### WHAT THE TASK ASKS
Every record is to be printed exactly as it appears.

• • • • •

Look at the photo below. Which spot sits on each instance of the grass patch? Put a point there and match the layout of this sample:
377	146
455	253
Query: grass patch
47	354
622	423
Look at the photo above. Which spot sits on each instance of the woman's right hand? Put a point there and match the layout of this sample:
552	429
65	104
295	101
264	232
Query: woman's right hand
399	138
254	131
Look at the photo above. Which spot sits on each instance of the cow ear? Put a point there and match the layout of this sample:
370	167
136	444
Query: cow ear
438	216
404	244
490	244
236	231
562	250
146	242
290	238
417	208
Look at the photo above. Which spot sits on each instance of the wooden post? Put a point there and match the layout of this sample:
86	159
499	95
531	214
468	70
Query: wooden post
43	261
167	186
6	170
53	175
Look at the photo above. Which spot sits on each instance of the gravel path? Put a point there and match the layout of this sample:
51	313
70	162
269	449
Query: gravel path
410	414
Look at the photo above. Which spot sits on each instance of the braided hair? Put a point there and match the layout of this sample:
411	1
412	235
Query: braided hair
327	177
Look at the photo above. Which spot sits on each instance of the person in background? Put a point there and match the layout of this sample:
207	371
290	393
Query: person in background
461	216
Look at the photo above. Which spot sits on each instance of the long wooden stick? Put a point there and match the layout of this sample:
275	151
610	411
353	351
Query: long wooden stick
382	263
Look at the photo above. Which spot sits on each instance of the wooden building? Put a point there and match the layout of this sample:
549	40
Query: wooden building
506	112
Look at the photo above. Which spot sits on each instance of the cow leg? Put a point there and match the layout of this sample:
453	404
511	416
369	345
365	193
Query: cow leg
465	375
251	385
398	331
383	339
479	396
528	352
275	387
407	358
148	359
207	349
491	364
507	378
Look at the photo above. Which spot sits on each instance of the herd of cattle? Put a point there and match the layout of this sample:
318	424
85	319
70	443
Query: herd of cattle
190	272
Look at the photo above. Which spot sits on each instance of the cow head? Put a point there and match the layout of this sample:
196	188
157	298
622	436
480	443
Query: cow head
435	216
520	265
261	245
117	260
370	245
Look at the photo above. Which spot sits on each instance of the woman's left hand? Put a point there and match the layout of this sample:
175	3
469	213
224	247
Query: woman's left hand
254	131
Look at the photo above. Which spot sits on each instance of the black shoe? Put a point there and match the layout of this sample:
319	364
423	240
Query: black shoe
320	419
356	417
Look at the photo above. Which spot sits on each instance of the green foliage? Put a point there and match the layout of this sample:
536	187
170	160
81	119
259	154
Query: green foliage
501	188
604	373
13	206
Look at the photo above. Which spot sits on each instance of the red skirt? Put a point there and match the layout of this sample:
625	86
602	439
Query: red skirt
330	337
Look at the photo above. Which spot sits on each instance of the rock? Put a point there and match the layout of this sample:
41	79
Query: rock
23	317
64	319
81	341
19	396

• • • • •

### EXERCISE SOLUTION
Look at the photo below. Which spot sits on each instance of the grass patch? Put a point there and match the layout of this sample:
377	146
455	253
Query: grass patch
47	354
622	423
Look at the photo above. Which spot sits on each instance of the woman's right hand? Put a point there and match the layout of this sample:
552	429
65	104
295	101
264	232
Query: woman's right hand
399	138
254	131
Look at the photo above. Which spot sits on each instance of the cow ear? Put a point there and match the layout of this sample:
370	167
136	444
Query: cow ear
438	216
404	244
490	244
236	231
562	250
146	242
290	238
417	208
Look at the photo above. Which spot sits on each instance of the wooden post? Put a point there and match the layout of this sample:
86	159
499	95
531	214
468	70
Query: wooden post
43	261
167	186
6	170
53	175
Look at the photo above. Which spot sits on each instance of the gravel path? Put a point there and match the layout of this sample:
51	313
70	162
269	449
Query: gravel path
410	414
Look at the photo above. Which spot sits on each instance of the braided hair? Put a point there and match the layout of this sample:
411	1
412	235
Query: braided hair
327	177
Look at the photo above. Which spot sits on each instance of the person in background? Put a point there and match the layout of this sample:
207	371
290	393
Query: person in background
461	216
Look at the photo above. Which spot sits on each instance of the long wooden stick? Put a point there and match the layout of this sample:
275	151
610	411
353	351
Query: long wooden stick
382	263
Look at the photo above. Which spot sits on each instance of the wooden building? Put a point there and match the layout of this sample:
549	40
Query: wooden building
506	112
Look at the photo above. Which spot sits on each instance of the cow leg? Put a point there and match the layout of this sample:
453	404
511	416
369	345
365	193
Query: cow leg
465	375
251	385
398	331
383	339
479	396
528	352
275	387
407	358
148	359
207	349
491	364
507	378
Look at the photo above. Which spot sits on each instance of the herd of cattle? Put a point there and match the layout of this sample:
318	424
85	319
70	443
Query: herd of cattle
190	272
Look at the photo above. Which spot sits on each instance of the cow head? Put a point there and match the layout of this sample:
196	188
157	298
622	436
480	443
Query: cow head
435	216
520	265
261	245
117	260
370	245
Look at the photo above. Which spot sits on each instance of the woman's left hand? Put a point there and match the layout of this sample:
175	3
469	213
224	247
Query: woman's left hand
254	131
Look at the photo above. Which spot sits on each instance of the black shoe? Put a point there and match the layout of this sample:
319	364
423	240
Query: black shoe
320	419
356	417
Look at the photo above. Which spot sits on each instance of the green foliage? Put a point there and match the layout of this sample:
536	187
170	160
81	119
259	154
Query: green foliage
501	188
604	373
13	206
Look at the photo above. Which spot sits on each instance of the red skirt? Put a point there and match the layout of this sample:
625	86
602	439
Query: red skirt
330	337
Look at the photo above. Which spot sits on each instance of the rock? Put a point there and match the layout of this sample:
41	79
Query: rock
23	317
64	319
81	341
19	396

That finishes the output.